(Entries from a set of point annotations)
---------------

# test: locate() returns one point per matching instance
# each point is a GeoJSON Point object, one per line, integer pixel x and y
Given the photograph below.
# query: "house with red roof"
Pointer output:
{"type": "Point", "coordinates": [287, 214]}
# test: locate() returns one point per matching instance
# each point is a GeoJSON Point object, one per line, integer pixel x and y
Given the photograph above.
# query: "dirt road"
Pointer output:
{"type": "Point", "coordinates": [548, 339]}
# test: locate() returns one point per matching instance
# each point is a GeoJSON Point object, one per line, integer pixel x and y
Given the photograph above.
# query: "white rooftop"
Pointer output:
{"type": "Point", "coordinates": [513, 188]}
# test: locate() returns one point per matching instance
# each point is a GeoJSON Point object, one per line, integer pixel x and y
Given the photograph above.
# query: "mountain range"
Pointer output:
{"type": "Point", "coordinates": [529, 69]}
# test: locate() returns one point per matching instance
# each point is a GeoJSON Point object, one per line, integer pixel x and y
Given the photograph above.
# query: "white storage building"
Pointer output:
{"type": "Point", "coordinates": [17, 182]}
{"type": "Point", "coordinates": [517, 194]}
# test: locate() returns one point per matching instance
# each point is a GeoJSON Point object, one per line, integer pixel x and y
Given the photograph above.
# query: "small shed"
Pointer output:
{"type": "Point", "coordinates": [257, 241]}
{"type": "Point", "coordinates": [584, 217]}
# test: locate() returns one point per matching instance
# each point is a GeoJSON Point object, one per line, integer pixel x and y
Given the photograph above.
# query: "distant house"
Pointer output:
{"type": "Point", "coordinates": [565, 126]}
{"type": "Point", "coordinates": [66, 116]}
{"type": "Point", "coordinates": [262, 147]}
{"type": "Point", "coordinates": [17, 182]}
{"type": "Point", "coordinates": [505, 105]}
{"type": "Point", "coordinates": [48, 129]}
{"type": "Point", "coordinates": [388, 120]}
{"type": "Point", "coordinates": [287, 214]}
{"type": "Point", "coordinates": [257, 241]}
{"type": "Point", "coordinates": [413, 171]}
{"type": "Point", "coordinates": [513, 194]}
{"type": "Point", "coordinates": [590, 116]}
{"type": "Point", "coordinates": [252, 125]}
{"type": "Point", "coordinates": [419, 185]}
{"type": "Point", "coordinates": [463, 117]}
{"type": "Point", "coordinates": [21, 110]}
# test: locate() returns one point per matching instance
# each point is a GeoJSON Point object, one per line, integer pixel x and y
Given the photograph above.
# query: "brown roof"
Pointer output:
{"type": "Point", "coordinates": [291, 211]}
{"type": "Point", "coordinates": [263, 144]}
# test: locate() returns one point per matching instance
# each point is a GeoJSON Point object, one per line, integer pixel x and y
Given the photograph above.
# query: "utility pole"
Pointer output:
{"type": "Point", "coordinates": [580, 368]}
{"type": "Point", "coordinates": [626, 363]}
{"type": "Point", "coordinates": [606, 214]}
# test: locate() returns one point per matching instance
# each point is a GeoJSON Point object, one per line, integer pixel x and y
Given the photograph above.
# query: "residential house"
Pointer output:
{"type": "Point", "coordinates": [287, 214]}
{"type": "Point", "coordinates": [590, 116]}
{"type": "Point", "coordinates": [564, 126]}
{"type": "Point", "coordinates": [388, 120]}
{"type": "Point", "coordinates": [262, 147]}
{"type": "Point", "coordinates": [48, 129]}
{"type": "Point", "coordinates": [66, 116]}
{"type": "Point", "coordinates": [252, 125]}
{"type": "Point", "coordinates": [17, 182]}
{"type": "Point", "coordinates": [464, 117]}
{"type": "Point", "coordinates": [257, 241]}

---------------

- [STATED EXERCISE]:
Collect every line of the rows above that contains the string "query". Case is significant.

- [SOLUTION FOR THIS EXERCISE]:
# query: "house with red roof"
# query: "dirt road"
# query: "white rooftop"
# query: "mountain range"
# query: "white storage building"
# query: "small shed"
# query: "distant house"
# query: "brown roof"
# query: "utility pole"
# query: "residential house"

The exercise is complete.